== SUPPLIED RECORDS ==

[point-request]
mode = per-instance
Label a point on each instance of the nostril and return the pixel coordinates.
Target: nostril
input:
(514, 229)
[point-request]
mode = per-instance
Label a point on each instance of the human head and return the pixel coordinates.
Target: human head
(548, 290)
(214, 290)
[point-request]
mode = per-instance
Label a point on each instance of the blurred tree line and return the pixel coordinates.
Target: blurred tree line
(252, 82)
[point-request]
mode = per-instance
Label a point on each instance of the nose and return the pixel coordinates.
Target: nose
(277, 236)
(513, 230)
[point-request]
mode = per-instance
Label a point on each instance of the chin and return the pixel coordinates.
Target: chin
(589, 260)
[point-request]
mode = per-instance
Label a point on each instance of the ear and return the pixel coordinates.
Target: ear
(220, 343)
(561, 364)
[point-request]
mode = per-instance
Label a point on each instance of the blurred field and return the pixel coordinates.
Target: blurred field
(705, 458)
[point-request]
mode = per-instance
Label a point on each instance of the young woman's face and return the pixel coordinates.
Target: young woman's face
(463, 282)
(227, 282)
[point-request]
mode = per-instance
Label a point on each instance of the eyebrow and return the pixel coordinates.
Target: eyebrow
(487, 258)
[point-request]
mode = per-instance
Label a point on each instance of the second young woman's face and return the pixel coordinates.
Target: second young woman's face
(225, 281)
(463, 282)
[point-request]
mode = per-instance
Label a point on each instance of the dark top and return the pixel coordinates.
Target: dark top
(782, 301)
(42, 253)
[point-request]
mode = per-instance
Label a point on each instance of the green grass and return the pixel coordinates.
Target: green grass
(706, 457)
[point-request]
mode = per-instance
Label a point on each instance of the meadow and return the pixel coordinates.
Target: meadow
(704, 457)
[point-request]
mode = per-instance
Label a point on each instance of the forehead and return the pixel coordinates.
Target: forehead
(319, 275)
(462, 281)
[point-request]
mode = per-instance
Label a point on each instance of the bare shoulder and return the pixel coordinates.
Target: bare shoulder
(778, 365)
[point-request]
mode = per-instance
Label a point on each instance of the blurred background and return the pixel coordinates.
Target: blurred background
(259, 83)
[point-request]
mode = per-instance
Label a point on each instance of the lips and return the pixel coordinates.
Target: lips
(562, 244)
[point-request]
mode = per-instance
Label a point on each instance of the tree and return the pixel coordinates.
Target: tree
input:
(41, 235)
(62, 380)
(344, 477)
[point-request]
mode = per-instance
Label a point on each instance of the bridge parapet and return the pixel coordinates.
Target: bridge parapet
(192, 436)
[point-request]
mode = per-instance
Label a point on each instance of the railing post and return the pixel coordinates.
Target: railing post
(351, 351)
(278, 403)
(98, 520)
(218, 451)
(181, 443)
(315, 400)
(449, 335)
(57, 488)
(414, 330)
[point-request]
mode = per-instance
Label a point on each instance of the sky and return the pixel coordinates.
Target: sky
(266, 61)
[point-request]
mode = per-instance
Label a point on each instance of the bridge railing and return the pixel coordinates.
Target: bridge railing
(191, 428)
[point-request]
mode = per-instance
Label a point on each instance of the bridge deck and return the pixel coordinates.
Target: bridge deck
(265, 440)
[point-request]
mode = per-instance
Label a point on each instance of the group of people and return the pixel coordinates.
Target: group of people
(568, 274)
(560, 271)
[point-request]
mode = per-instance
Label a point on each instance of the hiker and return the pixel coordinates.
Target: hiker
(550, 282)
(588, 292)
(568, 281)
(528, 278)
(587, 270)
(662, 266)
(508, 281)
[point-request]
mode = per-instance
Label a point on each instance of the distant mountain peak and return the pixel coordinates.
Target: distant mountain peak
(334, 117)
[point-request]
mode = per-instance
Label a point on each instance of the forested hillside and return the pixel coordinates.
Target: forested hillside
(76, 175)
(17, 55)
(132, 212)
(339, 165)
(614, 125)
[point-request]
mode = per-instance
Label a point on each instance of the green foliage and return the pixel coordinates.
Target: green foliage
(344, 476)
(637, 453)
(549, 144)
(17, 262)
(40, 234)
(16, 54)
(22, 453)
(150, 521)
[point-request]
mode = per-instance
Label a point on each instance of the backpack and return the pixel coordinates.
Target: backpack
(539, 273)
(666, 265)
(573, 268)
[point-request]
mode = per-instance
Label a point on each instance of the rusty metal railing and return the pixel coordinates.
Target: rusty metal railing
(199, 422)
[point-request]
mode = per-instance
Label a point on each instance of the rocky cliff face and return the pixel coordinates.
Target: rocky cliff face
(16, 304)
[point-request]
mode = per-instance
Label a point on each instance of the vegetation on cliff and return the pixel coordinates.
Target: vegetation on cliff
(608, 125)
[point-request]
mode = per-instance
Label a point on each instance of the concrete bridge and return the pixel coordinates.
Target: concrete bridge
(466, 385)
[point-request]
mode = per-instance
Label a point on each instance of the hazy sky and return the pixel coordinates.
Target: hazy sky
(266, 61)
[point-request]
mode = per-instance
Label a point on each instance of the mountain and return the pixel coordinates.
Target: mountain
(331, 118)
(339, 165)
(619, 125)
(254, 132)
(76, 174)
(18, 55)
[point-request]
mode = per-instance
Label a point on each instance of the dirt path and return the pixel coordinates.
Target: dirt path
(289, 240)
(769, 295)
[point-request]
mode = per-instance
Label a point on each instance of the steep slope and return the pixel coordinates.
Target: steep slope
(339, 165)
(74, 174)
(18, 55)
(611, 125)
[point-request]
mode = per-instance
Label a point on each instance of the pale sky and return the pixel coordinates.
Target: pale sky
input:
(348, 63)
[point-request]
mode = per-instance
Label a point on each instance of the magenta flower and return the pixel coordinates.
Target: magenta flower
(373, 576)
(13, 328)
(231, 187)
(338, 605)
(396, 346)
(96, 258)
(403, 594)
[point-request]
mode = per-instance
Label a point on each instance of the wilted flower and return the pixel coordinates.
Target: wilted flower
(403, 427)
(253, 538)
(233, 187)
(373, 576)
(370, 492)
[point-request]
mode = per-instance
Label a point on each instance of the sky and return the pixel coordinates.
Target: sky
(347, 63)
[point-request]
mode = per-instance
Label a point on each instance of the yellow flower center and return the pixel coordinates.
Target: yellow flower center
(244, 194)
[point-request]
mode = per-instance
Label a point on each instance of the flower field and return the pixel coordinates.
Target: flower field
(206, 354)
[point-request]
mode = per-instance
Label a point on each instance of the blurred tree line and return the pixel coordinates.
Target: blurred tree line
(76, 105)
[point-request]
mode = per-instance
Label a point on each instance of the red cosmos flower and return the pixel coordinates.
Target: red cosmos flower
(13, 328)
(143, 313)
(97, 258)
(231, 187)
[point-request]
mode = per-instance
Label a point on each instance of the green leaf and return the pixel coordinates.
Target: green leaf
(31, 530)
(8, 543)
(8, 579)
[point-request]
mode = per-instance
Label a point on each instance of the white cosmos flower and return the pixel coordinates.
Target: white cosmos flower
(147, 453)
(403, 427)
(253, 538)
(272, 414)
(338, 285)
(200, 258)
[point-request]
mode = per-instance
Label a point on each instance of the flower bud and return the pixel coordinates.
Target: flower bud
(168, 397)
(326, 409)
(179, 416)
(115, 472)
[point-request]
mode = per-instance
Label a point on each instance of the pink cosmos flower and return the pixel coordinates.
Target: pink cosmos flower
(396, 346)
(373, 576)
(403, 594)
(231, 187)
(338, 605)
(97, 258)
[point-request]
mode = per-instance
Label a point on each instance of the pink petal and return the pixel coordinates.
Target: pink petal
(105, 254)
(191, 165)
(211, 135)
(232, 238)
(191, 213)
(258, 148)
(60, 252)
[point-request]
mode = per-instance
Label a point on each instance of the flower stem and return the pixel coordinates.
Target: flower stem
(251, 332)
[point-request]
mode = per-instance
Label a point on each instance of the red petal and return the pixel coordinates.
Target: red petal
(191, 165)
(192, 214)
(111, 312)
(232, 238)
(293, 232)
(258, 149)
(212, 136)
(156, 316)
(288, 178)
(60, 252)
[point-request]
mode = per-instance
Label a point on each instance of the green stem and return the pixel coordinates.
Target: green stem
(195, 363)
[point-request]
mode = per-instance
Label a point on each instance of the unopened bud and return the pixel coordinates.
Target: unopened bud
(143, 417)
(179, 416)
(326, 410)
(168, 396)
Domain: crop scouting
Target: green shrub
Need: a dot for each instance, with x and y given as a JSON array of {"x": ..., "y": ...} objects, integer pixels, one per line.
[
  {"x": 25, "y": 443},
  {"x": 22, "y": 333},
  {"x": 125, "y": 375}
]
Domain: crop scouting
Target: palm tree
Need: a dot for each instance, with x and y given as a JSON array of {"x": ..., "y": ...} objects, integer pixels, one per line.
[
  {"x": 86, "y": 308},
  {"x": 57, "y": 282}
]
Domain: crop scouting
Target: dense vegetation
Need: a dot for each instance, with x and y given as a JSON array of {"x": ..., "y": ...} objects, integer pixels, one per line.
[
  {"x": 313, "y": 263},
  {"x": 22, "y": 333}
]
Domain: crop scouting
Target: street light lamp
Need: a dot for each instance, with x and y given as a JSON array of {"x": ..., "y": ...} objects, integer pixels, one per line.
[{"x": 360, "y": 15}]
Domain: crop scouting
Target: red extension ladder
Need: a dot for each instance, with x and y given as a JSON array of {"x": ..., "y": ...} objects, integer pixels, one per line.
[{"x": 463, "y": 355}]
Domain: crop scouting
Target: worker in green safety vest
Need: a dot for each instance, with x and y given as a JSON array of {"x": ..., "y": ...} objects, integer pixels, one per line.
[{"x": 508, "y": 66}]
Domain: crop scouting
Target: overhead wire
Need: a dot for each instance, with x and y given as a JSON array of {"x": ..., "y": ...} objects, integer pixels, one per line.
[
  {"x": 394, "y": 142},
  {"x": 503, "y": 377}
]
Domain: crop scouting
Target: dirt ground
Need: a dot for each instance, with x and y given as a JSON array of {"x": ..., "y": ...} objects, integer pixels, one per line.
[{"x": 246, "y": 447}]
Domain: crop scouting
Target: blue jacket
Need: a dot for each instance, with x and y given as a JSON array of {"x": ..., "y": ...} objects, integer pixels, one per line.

== WHAT IS BEING ASKED ==
Begin at the first line of the records above and restate each line word for word, stopping after the line with "Label a point on each instance of the second".

== PROBLEM SOLUTION ==
[point-request]
mode = per-instance
Label a point on each instance of the nostril and return the pixel coordinates.
Target: nostril
input:
(514, 229)
[point-request]
mode = per-instance
Label a point on each instance of the human head and return the pixel coordinates.
Target: human head
(548, 290)
(214, 290)
[point-request]
mode = per-instance
Label a point on each instance of the blurred tree line and return the pixel coordinates.
Target: blurred tree line
(252, 82)
[point-request]
mode = per-instance
Label a point on each instance of the nose and return the pixel coordinates.
Target: nose
(277, 236)
(513, 230)
[point-request]
mode = per-instance
Label a point on each instance of the chin and return the pixel coordinates.
Target: chin
(589, 260)
[point-request]
mode = per-instance
Label a point on each instance of the ear and return the pixel coordinates.
Target: ear
(220, 343)
(561, 364)
[point-request]
mode = per-instance
Label a point on each instance of the blurred field and return the pixel coordinates.
Target: blurred field
(705, 458)
[point-request]
mode = per-instance
Label a point on each instance of the young woman's face and return the pixel coordinates.
Target: young woman's face
(463, 282)
(227, 282)
[point-request]
mode = per-instance
Label a point on each instance of the eyebrow and return the pixel coordinates.
Target: eyebrow
(487, 258)
[point-request]
mode = per-instance
Label a point on each instance of the second young woman's face and return the pixel coordinates.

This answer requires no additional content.